### Input data:

+++

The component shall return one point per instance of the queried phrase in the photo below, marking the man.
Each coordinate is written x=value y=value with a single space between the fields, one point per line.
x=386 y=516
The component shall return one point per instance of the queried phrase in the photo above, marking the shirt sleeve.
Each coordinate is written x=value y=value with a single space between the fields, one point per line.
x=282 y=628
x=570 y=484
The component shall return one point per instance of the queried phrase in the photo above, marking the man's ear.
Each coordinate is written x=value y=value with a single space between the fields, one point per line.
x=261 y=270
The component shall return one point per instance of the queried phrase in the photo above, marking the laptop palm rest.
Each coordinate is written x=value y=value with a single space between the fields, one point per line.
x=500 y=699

+++

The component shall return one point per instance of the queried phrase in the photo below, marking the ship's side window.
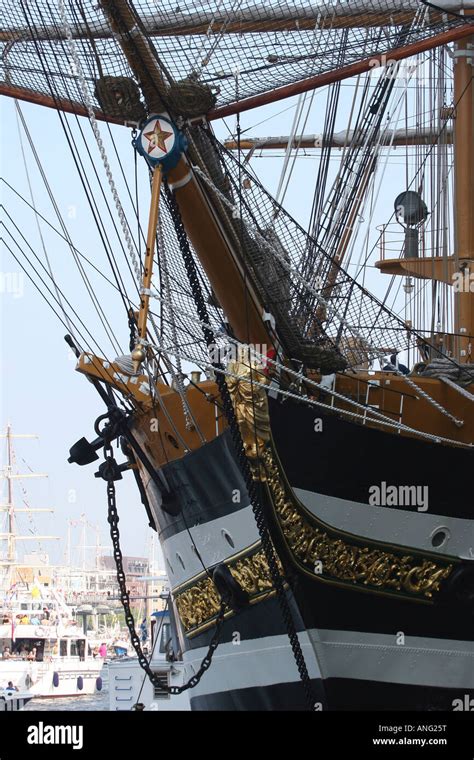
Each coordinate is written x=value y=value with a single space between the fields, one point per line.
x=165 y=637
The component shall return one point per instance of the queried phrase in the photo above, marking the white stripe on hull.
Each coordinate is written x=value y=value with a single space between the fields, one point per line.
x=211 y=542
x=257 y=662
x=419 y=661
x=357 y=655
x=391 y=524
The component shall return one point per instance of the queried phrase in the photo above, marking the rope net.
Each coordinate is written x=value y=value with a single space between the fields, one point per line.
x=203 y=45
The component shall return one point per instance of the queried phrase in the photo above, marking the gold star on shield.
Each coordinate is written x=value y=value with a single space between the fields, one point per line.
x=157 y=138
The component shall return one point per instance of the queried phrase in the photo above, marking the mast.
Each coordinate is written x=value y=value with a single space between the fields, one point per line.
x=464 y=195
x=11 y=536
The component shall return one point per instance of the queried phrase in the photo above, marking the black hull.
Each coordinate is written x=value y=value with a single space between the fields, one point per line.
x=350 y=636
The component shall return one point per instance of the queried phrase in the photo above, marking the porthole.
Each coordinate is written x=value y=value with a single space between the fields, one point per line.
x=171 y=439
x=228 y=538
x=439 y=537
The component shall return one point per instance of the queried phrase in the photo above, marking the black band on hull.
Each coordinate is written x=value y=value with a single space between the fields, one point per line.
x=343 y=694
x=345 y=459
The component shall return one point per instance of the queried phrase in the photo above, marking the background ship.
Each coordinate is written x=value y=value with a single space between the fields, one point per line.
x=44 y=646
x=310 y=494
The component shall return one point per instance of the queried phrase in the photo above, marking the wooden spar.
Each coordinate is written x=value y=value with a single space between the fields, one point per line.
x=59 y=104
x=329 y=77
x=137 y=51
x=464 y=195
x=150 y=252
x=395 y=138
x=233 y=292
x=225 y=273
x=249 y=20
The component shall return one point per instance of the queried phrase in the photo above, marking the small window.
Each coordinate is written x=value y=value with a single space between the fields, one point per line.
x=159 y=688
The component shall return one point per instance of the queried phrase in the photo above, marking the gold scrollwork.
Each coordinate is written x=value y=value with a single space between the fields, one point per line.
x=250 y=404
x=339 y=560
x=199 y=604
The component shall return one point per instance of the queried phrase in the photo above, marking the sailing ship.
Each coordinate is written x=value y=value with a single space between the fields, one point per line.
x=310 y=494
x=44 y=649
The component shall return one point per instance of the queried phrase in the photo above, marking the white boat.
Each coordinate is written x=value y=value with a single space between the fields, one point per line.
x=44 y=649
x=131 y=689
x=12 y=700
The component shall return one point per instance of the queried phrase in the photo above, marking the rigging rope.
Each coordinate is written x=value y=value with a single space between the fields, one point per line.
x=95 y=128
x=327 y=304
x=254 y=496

+++

### Exercise:
Collect every line of the records that contains the word "ship" and list those lines.

### Full response:
The component shall return one point per instance of the queried phrase in the photo below, marking the ship's side window.
The component shall return one point per instance of the queried phrase in the photo above, marking the background ship.
The component shall return one point per instance of the queried phrase in the photo above, marking the sailing ship.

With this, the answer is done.